## Tasks to carry out
1 > Answer each question using the article about the Lafreniere Park veterans memorial.
(a) What number of bricks did Bonvillain set as his sales goal?
(b) In what two sizes were the memorial bricks sold?
(c) Who was Bonvillain's initial contact among local officials?
2 > From the article about the Lafreniere Park veterans memorial, copy out word for word the passage starting with "By Beth Donze, Clarion" and going on through "and dog tags.".

## Provided text

▼

By Beth Donze, Clarion Herald
When Brandon Bonvillain realized his favorite childhood haunt lacked a dedicated space in which to honor deceased and living veterans of the armed forces, he decided Lafreniere Park would make the perfect site for his Eagle Scout project.
Last fall, the Brother Martin senior received the blessing of local officials and Lafreniere’s staff to create a memorial garden for military heroes inside the Metairie park. The memorial, to be located near the park’s main pavilion, overlooking the lagoon, will include a pathway of memorial bricks converging at a centrally located Battlefield Cross – the iconic statue grouping that depicts an empty a pair of combat boots beneath an upended rifle that holds a soldier’s helmet and dog tags.
“There are flag poles that VFWs have put up (at Lafreniere Park), but there’s nothing that outright you could say, ‘Oh, I see it. That’s definitely for veterans,” said Bonvillain, 17, of the memorial slated for completion in March.
Bonvillain, a member of Brother Martin’s Navy Jr. ROTC and student ambassadors group, comes from a long line of servicemen, with great-grandfathers and grandfathers who fought in World War II, Korea and Vietnam. But the main inspiration for the memorial garden came from a more contemporary relative: his cousin, Marine Sargent Joseph Bovia, who was killed in Afghanistan in 2010.
“He was one of those guys that when you met him you’re like, ‘Wow. That’s a great guy. That’s someone I would want to associate myself with,’” Bonvillain said. “His death was really hard for me, especially since he was so far away when he passed away. It really gave me a perspective on how much these service men and women give to us to be able to sit here and talk – they give their lives for us.”
Bricks sold quickly
Last November, Bonvillain began selling red memorial bricks to the public in two sizes – 4-by-8 inches and 8-by-8 inches – on which purchasers could list the name and dates of service of their honoree. The bricks will be laser-engraved in black and coated with a special formula to protect them from the elements, with purchasers also having the option to include the crest of their loved one’s branch of the military, be it the Marine Corps, Navy, Army, Air Force or Coast Guard.
By early 2019, Bonvillain had met his goal of selling 130 bricks. An anonymous donor covered the cost of the eight-foot-tall Battlefield Cross.
“(The Battlefield Cross) is supposed to memorialize a fallen comrade in conflict, but it can also represent veterans who are still living, so they can reflect on the members that they may have fought with,” Bonvillain explained. “It’s for the living and the dead.”
But before he could sell a single brick Bonvillain had to take on the very adult task of sharing his idea with Jefferson Parish and Kenner officials. Bonvillain’s initial contact, Jefferson Parish Councilman Dominick Impastato, introduced him to Lafreniere’s grounds manager Barry McGuinness, who helped him locate the best site for the proposed memorial. The location they chose turned out to be a special place: Bonvillain frequently went fishing there with his late grandfather, a veteran of the Marine Corps.

▲

## Stored records
▼

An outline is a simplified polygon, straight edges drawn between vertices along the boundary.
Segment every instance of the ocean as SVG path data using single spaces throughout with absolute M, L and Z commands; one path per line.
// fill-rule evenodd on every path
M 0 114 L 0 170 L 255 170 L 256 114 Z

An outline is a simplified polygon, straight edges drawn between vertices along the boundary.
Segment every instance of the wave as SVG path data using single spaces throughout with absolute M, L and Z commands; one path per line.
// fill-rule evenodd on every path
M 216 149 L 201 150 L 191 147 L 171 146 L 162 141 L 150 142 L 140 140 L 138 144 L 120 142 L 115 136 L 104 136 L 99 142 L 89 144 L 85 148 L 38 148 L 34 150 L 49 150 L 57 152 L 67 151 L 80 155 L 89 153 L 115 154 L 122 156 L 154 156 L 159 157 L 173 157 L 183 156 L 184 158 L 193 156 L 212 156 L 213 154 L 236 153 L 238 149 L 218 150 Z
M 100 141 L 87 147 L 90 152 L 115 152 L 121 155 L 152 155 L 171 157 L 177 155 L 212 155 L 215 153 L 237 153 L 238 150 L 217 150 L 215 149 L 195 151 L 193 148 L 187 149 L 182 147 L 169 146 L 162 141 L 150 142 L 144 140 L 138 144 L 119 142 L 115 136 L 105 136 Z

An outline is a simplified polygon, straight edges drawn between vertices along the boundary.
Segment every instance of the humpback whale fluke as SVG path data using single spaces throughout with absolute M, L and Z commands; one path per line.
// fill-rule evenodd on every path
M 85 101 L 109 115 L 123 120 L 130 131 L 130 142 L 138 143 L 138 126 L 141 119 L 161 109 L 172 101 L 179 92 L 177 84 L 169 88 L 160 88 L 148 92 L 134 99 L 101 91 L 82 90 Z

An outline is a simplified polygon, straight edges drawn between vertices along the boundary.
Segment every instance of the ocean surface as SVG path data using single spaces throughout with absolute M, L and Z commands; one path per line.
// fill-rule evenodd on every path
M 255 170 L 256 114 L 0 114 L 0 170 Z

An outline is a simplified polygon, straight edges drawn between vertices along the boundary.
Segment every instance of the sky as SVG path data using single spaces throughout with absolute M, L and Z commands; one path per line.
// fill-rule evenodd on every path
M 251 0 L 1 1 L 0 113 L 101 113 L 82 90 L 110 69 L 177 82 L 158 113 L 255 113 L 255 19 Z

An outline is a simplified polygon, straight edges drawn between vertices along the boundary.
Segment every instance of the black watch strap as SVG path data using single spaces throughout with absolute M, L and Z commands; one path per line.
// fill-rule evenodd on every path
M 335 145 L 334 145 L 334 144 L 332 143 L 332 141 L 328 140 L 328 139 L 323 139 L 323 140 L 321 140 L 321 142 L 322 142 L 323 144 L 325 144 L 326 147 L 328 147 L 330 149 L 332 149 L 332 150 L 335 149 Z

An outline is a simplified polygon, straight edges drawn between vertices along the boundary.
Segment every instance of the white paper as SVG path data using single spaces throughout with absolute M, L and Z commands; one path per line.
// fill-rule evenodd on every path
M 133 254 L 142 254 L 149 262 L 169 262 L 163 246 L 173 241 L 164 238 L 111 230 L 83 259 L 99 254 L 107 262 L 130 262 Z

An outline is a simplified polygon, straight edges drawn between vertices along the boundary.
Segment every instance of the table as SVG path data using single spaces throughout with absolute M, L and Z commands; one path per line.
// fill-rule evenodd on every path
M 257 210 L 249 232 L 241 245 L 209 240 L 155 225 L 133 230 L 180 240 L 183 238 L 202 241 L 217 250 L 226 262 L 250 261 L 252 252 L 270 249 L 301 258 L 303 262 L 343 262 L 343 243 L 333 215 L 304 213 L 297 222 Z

▲

## Correct answers
1 >
(a) 130 bricks
(b) 4-by-8 inches and 8-by-8 inches
(c) Jefferson Parish Councilman Dominick Impastato

2 >
By Beth Donze, Clarion Herald
When Brandon Bonvillain realized his favorite childhood haunt lacked a dedicated space in which to honor deceased and living veterans of the armed forces, he decided Lafreniere Park would make the perfect site for his Eagle Scout project.
Last fall, the Brother Martin senior received the blessing of local officials and Lafreniere’s staff to create a memorial garden for military heroes inside the Metairie park. The memorial, to be located near the park’s main pavilion, overlooking the lagoon, will include a pathway of memorial bricks converging at a centrally located Battlefield Cross – the iconic statue grouping that depicts an empty a pair of combat boots beneath an upended rifle that holds a soldier’s helmet and dog tags.